Rows from a dataset
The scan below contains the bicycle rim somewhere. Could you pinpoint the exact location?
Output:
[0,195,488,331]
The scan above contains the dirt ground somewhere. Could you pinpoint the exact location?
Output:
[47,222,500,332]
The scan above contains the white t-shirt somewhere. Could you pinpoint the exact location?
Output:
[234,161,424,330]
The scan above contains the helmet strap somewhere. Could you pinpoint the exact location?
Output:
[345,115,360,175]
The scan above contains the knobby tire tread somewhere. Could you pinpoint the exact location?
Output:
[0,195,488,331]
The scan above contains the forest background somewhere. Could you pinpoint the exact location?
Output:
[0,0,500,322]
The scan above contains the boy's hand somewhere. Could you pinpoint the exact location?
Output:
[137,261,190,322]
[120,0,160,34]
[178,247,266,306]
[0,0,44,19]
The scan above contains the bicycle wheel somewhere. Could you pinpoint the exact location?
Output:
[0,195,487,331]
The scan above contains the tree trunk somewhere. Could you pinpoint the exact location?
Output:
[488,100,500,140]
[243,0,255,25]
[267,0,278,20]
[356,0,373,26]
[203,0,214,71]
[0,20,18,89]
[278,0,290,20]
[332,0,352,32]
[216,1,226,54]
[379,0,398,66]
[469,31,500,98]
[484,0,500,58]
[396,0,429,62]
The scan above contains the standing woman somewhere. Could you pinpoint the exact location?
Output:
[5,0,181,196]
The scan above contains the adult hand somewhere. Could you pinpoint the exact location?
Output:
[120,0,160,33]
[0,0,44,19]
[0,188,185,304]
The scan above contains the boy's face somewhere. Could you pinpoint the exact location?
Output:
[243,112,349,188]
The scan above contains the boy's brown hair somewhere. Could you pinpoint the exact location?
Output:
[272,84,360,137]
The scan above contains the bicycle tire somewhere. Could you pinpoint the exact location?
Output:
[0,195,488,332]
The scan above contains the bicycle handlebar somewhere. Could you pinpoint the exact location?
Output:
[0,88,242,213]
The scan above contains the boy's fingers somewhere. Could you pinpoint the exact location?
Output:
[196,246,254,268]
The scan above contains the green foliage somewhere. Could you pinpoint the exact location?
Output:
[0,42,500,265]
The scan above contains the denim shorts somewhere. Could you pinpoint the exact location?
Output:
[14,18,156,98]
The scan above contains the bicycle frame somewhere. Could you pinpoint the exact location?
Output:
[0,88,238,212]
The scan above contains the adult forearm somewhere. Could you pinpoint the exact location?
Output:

▶ [Problem]: Render every row above as a numbered list, omitting any blank lines.

▶ [Solution to this task]:
1. The scan below contains the bicycle rim somewhere. Could you pinpoint the exact location?
2. Output:
3. [0,195,488,331]
4. The scan above contains the dirt ground somewhere. Could you pinpoint the exact location?
5. Output:
6. [47,222,500,332]
7. The scan above contains the white t-shirt somewhere. Could you pinpoint the exact location?
8. Output:
9. [234,161,424,330]
10. The scan above contains the helmet strap somewhere. Could you pinpoint the exact location?
11. Output:
12. [345,115,360,175]
13. The scan above contains the knobby tire tread somewhere. Could you pinpoint the exact location?
14. Output:
15. [0,195,488,331]
16. The scan above contains the forest background somewhere. Could you pinpoint the exact location?
17. Output:
18. [0,0,500,322]
19. The scan above contains the boy's hand somewhere. Could you pinpoint the exact location?
20. Output:
21. [137,261,190,322]
22. [120,0,160,34]
23. [178,247,266,306]
24. [0,0,44,19]
25. The scan above contains the bicycle wheel somewhere. Could you pinpoint the exact location?
26. Output:
27. [0,195,487,331]
28. The scan above contains the tree trunk somewhere. Could you pinpoint the exact location?
29. Output:
30. [488,100,500,140]
31. [243,0,255,25]
32. [267,0,278,20]
33. [356,0,373,26]
34. [203,0,214,71]
35. [0,20,18,89]
36. [278,0,290,20]
37. [332,0,352,32]
38. [216,1,226,54]
39. [379,0,398,66]
40. [469,31,500,98]
41. [484,0,500,58]
42. [396,0,429,62]
43. The scan above contains the standing woman somewhere. Could you pinpoint the exact location?
44. Output:
45. [5,0,181,196]
46. The scan above contains the adult hand somewhere. Could you pinpoint the exact location?
47. Output:
48. [120,0,160,33]
49. [0,0,44,19]
50. [0,188,185,304]
51. The scan above contains the boy's face somewhere. Could you pinpoint the exact location?
52. Output:
53. [243,112,349,188]
54. The scan above contains the boy's brown hair somewhere. Could you pinpoint the exact location?
55. Output:
56. [272,84,360,137]
57. The scan above contains the bicycle tire somewhere. Could you pinpoint the exact location?
58. Output:
59. [0,195,488,332]
60. The scan above contains the bicycle handlebar somewhere. Could you pinpoint the exact location?
61. Output:
62. [0,88,242,213]
63. The scan above contains the boy's fingers somewhere. Could you pinpoint the exact location?
64. Output:
65. [196,246,254,268]
66. The scan above contains the green foliage somewhere. Could you pinpoint the exact location?
67. Output:
68. [0,42,500,265]
69. The scan above contains the denim shorts somewhere. Could you pinpoint the exact location?
70. Output:
71. [14,18,156,98]
72. The scan above contains the bicycle frame somewhere. Could you pinpoint the exact location?
73. Output:
74. [0,88,238,212]
75. The scan above contains the adult forearm somewhere. Could you pinpoint the exact location?
76. Output:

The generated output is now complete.